- _Problem details_
Your response should be every line of the data, written out exactly.

Records from a data collection
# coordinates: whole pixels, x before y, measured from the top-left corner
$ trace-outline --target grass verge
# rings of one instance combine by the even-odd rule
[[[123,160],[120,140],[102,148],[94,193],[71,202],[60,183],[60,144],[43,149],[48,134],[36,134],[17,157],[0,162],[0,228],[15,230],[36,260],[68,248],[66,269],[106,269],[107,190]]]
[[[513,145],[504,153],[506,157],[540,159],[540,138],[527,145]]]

- _Response below_
# coordinates: whole pixels, x before y, measured from the top-left corner
$ trace-outline --target grass verge
# rings of one instance combine by the even-odd rule
[[[123,160],[120,140],[102,148],[94,193],[71,202],[60,183],[60,144],[43,149],[48,134],[36,134],[17,157],[0,162],[0,228],[15,230],[36,260],[68,248],[66,269],[106,269],[107,190]]]
[[[513,145],[504,153],[506,157],[540,159],[540,138],[527,145]]]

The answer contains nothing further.